— Exercise directions —
Which lines run from the one containing "Target: wet rock" through the end of the material? Transcribe them word for word, and only them.

— Extracted entries —
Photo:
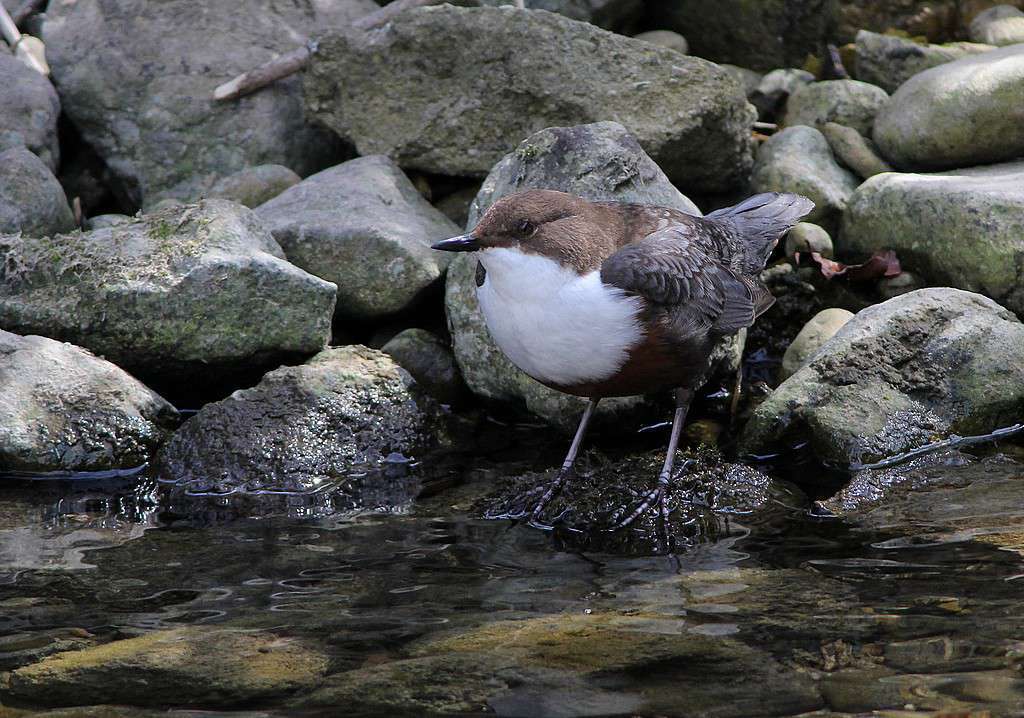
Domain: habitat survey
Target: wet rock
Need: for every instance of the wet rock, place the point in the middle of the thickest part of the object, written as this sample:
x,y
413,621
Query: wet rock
x,y
806,238
1003,25
364,226
32,200
195,291
854,150
188,666
799,160
964,228
301,426
254,185
761,36
429,361
599,162
815,333
666,38
29,112
848,102
961,114
64,409
138,86
446,117
925,364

— Response to the task —
Target: wet rock
Need: for every instance of the wet rock, place the point in the middle of the thickest part of the object, written as this sample:
x,y
413,621
Query: wet rock
x,y
806,238
1003,25
364,226
32,200
195,291
854,150
188,666
799,160
964,228
301,426
254,185
761,36
429,361
599,162
815,333
666,38
29,112
848,102
961,114
64,409
138,86
446,117
925,364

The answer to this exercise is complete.